TRY IT =
Return the following from the records below: each line, word for word, starting with the line that contains "Pick out the fly's head" and going on through the line that contains "Pick out the fly's antenna", with nothing outside that range.

RECORD EXTRACTS =
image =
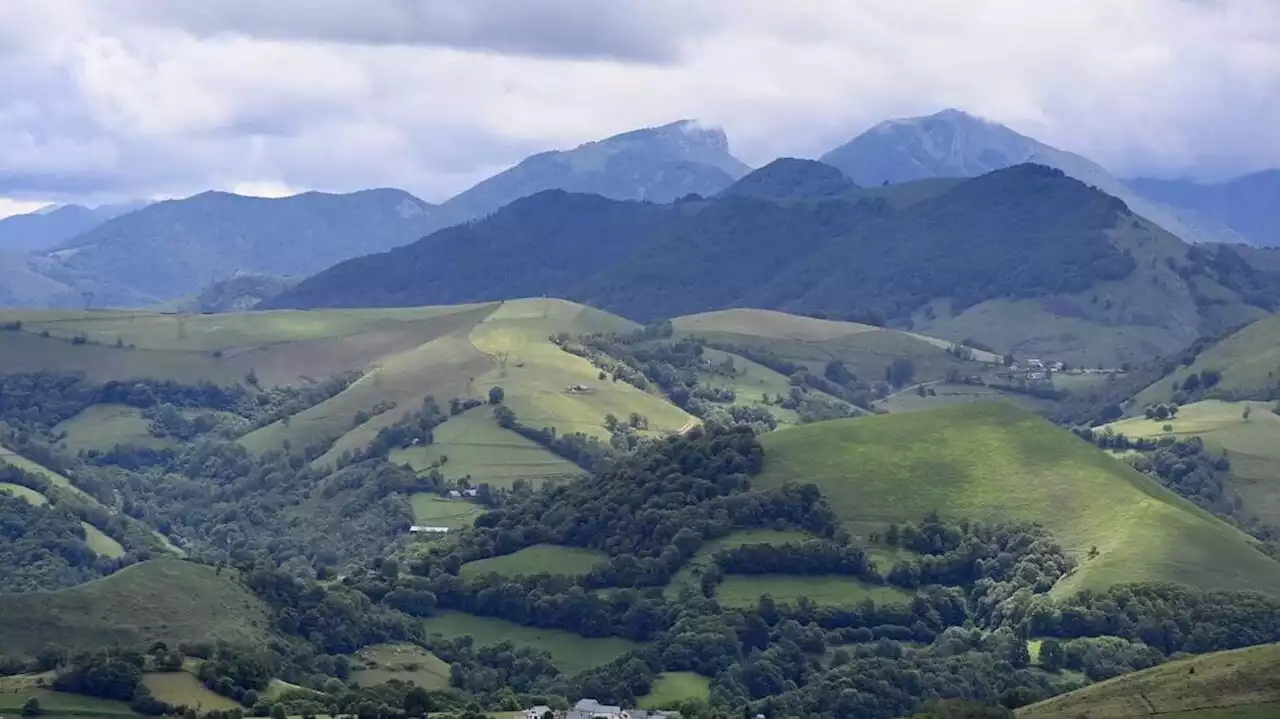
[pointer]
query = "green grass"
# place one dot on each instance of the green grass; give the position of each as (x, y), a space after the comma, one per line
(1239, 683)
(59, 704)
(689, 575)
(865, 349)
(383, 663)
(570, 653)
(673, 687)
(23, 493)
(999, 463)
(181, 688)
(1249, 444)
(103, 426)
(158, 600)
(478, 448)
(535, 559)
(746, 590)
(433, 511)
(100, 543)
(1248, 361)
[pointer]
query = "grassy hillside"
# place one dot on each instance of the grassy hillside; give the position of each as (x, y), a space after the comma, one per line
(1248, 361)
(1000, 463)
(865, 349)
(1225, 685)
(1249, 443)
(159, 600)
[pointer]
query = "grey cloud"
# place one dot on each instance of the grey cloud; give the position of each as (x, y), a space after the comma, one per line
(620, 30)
* * *
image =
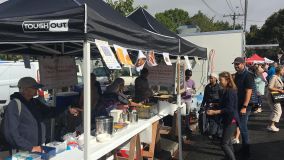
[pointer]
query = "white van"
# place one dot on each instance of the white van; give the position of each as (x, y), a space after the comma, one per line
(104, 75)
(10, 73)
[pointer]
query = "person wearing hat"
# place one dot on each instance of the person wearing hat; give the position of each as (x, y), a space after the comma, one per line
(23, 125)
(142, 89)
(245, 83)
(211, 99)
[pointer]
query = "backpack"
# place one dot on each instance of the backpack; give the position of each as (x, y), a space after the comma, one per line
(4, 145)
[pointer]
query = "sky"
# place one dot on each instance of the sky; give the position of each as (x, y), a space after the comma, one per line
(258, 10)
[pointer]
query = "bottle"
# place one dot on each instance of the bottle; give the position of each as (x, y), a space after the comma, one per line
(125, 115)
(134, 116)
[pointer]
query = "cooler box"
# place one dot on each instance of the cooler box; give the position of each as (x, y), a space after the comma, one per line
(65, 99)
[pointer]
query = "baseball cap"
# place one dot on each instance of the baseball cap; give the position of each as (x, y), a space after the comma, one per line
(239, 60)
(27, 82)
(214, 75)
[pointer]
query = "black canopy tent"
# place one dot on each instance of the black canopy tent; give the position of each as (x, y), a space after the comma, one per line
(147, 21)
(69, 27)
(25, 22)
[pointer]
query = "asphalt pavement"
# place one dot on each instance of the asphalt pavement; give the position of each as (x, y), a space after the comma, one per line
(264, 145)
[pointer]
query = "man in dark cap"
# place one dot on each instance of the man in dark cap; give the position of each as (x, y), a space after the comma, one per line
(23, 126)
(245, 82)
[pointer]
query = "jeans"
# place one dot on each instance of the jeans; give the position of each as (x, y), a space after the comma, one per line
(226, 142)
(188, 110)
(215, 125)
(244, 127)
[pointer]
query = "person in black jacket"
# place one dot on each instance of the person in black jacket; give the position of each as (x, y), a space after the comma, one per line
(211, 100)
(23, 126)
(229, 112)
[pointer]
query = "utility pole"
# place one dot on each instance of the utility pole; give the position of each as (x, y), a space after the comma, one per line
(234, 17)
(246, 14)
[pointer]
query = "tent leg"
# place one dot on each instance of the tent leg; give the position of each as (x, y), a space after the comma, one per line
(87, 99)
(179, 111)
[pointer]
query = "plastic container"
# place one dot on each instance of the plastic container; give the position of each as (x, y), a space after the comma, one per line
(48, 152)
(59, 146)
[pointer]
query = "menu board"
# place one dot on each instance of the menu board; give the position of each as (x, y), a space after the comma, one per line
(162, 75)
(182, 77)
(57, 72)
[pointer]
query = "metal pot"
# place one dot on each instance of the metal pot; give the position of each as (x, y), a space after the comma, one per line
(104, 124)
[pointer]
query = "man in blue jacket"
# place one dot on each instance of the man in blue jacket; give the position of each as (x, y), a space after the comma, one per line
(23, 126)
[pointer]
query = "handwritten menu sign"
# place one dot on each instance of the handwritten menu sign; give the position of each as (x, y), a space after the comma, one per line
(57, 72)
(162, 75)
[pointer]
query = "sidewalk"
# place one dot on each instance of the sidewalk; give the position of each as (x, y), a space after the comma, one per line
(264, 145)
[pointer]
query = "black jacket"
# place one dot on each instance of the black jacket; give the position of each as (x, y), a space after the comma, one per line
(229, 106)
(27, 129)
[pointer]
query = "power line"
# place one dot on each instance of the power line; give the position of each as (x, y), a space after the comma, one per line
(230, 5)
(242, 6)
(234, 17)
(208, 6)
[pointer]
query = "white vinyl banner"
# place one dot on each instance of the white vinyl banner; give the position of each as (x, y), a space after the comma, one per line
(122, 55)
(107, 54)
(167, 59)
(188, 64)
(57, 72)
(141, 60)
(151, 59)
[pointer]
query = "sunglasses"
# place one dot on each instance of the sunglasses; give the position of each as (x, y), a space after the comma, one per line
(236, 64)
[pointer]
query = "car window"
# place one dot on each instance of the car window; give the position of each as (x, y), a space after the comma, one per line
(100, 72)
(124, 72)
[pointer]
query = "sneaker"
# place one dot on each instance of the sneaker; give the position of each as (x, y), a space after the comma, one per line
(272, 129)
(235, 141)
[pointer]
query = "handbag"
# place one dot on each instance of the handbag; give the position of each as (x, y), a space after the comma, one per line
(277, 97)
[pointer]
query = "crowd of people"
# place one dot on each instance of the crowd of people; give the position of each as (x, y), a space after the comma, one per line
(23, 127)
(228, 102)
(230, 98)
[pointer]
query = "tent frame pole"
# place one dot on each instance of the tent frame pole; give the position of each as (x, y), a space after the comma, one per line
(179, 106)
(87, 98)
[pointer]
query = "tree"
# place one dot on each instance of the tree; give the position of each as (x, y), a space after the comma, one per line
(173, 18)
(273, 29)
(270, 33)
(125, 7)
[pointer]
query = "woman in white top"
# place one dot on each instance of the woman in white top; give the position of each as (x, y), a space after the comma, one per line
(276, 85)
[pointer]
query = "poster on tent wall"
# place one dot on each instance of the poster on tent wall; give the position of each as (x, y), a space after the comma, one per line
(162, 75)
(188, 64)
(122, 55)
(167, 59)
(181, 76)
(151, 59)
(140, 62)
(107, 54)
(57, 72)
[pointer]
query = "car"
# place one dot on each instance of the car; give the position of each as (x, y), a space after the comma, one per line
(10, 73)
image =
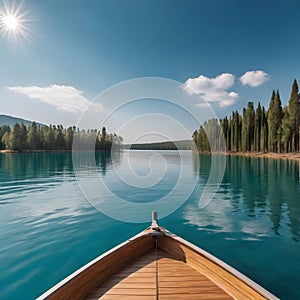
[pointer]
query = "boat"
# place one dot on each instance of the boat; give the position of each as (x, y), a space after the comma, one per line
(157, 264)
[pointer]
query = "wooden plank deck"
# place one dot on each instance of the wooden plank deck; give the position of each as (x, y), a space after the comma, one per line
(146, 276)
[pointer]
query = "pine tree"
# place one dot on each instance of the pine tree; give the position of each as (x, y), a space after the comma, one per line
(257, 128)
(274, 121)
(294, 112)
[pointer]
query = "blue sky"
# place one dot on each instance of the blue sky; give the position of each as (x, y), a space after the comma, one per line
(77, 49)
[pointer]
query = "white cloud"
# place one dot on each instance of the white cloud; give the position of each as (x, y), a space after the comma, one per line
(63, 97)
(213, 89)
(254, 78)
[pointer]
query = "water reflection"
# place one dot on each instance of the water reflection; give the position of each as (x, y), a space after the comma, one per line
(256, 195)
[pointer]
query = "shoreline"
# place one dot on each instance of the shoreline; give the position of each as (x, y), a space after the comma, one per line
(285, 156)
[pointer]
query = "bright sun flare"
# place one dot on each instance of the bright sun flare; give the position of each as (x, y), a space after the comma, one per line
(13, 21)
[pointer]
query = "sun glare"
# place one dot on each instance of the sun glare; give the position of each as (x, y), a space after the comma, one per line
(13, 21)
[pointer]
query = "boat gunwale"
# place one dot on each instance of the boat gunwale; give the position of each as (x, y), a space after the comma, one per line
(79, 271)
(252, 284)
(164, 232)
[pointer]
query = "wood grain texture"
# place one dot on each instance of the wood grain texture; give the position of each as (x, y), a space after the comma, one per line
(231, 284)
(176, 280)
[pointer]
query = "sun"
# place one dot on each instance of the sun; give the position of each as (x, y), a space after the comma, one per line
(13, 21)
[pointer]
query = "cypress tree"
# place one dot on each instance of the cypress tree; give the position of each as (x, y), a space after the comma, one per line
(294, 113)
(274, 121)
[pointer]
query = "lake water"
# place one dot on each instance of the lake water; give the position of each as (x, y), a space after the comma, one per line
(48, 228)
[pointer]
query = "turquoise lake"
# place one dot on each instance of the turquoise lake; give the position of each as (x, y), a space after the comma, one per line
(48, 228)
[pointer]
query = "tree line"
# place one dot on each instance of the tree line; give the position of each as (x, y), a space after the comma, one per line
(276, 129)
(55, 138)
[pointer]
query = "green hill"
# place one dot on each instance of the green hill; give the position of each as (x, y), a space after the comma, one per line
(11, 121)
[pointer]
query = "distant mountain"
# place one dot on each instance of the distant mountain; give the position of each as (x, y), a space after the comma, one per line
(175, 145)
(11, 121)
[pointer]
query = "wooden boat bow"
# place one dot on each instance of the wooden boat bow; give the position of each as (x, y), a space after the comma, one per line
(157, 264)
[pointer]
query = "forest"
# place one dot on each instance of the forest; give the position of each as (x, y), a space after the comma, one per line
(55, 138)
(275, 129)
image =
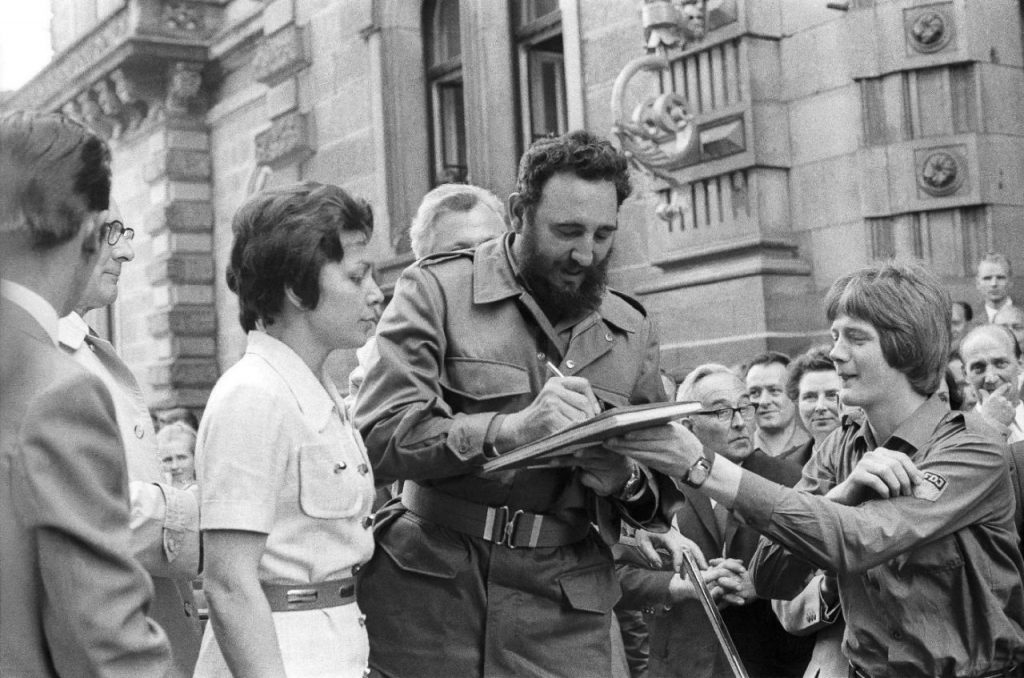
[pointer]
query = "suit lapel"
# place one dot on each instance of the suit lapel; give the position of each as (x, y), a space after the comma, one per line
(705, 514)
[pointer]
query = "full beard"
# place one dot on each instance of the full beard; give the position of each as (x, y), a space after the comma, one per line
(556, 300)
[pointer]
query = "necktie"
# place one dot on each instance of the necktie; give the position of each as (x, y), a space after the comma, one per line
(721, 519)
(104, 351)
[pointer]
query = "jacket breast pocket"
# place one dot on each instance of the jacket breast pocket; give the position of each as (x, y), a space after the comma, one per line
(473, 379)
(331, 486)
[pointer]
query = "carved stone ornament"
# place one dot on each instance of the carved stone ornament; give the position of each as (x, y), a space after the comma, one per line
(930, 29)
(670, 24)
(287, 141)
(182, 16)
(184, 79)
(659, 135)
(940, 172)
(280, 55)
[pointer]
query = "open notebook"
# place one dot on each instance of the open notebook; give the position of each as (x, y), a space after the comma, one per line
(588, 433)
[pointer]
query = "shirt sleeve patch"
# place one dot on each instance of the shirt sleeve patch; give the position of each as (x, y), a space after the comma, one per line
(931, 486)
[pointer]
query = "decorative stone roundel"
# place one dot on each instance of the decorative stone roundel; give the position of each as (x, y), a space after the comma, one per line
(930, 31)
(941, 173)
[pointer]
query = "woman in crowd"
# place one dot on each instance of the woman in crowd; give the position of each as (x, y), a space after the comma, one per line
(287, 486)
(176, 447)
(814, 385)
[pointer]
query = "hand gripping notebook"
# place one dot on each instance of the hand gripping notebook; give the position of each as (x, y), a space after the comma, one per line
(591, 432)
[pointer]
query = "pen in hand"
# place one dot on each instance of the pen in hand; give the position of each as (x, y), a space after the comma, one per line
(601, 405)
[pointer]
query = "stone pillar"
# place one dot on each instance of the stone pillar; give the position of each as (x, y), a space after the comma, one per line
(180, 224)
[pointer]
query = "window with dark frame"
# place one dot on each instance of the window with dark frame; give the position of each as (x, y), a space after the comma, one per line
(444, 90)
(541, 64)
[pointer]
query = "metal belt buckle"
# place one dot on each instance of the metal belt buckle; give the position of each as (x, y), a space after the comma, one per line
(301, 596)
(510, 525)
* * *
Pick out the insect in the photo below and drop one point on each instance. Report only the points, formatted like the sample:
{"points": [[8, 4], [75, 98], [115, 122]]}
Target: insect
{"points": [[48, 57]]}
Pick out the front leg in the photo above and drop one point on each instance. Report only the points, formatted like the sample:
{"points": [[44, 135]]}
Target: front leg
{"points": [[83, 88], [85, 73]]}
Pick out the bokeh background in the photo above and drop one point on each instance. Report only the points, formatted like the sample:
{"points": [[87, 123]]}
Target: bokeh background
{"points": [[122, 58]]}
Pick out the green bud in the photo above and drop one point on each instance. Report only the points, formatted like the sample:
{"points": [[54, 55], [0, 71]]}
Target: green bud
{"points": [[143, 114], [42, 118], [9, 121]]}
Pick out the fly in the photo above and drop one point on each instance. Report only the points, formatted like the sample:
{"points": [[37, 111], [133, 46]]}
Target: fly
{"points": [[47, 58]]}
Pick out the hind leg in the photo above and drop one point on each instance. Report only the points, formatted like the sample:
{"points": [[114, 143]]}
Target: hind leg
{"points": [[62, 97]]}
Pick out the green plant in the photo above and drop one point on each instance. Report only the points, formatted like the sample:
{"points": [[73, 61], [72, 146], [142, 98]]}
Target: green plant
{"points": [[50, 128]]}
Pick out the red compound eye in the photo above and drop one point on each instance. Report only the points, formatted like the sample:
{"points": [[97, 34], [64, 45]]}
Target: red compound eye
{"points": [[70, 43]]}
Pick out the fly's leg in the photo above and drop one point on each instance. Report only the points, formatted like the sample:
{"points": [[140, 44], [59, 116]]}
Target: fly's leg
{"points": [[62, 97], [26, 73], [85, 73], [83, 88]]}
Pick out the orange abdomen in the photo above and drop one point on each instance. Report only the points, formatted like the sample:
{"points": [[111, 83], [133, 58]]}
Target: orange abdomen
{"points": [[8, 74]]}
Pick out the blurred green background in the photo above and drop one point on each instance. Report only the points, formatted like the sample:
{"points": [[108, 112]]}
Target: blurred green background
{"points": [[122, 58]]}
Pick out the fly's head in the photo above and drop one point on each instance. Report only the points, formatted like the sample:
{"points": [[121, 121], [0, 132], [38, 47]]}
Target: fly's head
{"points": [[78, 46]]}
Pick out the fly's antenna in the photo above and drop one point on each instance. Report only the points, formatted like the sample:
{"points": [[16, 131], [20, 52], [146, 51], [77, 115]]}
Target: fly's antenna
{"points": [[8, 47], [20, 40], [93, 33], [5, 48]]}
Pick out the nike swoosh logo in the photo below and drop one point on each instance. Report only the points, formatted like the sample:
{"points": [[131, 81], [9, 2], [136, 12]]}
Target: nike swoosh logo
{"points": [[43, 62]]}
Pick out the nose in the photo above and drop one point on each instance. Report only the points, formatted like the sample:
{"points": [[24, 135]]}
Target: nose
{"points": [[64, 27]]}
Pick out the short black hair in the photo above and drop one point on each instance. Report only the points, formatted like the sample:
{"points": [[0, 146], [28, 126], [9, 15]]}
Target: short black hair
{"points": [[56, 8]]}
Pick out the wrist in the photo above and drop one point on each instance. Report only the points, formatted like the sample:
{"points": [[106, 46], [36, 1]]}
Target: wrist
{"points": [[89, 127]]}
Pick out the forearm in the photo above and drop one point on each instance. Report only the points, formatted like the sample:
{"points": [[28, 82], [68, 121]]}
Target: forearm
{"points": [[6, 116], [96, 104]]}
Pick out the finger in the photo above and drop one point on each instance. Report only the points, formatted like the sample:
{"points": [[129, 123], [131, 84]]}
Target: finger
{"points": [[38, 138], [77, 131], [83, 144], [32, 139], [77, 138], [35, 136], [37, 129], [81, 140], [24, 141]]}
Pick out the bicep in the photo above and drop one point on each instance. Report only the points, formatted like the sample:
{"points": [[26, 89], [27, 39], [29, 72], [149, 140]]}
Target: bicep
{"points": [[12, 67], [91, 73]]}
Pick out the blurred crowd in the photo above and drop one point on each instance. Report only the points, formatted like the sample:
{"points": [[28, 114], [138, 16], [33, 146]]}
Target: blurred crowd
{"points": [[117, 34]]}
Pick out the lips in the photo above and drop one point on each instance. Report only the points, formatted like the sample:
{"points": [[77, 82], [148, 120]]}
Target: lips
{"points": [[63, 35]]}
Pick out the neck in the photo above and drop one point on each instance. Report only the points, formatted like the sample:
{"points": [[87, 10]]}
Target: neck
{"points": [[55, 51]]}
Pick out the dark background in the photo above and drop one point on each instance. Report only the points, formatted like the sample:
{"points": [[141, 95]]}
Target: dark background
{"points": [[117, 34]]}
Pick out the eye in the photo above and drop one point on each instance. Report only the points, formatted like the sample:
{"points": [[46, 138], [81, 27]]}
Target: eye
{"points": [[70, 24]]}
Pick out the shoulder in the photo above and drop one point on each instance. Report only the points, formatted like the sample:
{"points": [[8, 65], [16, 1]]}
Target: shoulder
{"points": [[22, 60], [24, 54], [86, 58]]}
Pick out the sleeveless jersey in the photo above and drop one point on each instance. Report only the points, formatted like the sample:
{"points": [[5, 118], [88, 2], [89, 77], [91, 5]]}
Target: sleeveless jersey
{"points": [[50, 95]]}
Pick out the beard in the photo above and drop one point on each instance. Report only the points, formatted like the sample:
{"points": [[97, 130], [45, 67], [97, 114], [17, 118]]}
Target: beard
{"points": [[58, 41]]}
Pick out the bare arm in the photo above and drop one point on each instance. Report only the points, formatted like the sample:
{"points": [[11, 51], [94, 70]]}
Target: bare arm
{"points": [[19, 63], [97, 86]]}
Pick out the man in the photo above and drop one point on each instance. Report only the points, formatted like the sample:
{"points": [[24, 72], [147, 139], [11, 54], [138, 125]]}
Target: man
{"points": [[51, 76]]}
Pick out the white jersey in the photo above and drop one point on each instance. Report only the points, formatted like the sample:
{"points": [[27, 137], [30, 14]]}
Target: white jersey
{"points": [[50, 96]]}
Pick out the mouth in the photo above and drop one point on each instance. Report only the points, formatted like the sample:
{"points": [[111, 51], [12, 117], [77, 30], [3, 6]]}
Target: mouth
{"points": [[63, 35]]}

EXPECTED OUTPUT =
Pick out the fly's head in the photo above and drop one point on each instance. Report only the points, formatted like the sample:
{"points": [[121, 121], [0, 132], [38, 47]]}
Target: fly's head
{"points": [[78, 46]]}
Pick out the fly's antenna in the photo above and drop one point on each instance. Report only the points, formatted like the sample:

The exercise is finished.